━━ Record extracts

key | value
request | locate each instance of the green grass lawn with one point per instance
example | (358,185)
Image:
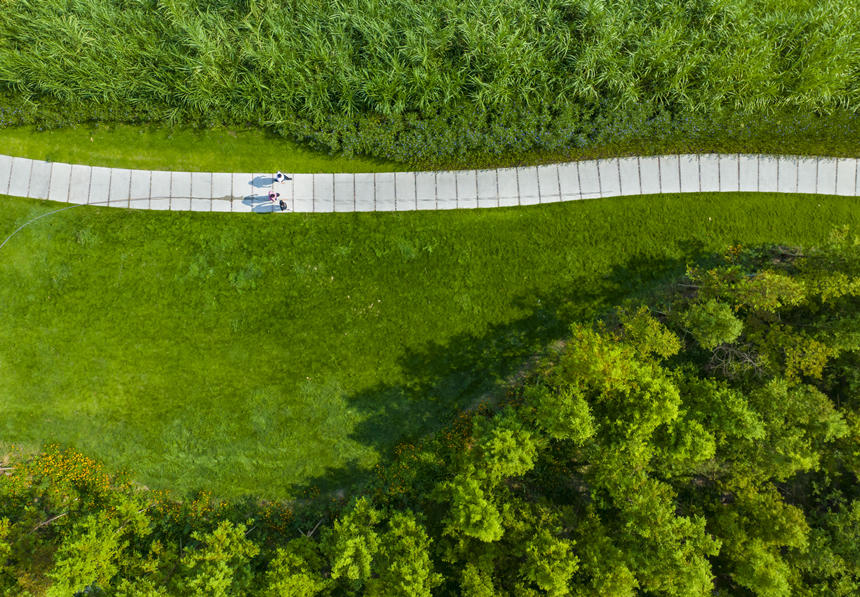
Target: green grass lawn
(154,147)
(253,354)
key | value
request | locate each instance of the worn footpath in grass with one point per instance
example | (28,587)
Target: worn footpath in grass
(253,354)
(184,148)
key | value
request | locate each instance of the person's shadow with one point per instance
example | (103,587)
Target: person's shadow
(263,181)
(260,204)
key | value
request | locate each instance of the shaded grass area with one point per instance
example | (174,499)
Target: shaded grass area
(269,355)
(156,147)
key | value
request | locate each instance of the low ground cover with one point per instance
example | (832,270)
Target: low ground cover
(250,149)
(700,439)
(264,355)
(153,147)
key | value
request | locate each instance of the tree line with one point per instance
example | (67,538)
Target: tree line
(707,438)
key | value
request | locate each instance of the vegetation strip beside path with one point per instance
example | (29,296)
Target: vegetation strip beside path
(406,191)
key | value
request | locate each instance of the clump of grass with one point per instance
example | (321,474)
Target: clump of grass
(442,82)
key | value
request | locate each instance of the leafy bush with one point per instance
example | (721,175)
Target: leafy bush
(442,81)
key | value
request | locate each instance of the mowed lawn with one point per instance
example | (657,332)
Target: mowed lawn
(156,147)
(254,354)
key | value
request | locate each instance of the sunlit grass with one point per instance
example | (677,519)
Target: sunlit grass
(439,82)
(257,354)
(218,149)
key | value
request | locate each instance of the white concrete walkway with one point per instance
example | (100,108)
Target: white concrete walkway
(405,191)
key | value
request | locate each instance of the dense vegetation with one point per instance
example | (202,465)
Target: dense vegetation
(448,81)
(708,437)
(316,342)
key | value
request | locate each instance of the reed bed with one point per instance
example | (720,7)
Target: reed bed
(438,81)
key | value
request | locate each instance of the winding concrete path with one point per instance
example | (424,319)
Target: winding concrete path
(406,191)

━━━━
━━ Record extracts

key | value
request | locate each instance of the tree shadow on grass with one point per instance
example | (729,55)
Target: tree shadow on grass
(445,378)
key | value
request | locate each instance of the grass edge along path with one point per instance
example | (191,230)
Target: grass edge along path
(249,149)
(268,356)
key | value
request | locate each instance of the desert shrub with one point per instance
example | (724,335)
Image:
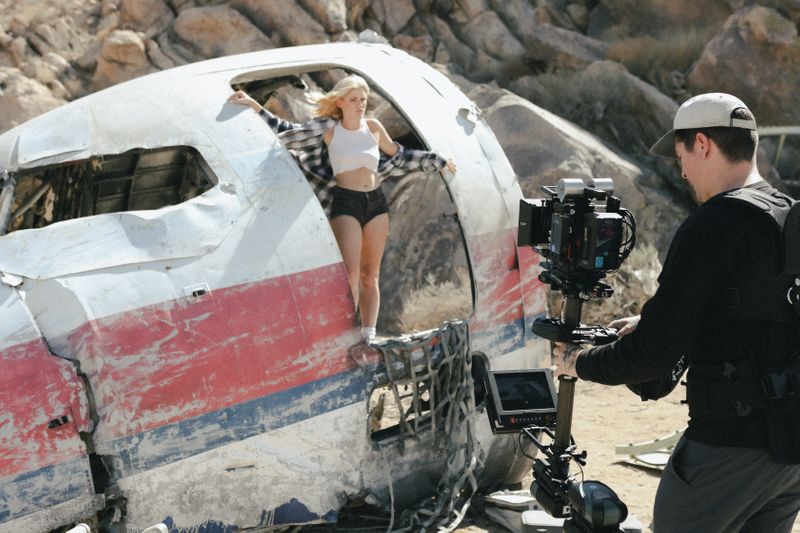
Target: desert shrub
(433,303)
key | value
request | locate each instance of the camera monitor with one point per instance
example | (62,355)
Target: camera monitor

━━━━

### [What to produce]
Please pick out every line of the entries above that holds the word "leafy", matching its case exactly.

### [Full answer]
request | locate each instance of the leafy bush with one point per instance
Target: leafy bush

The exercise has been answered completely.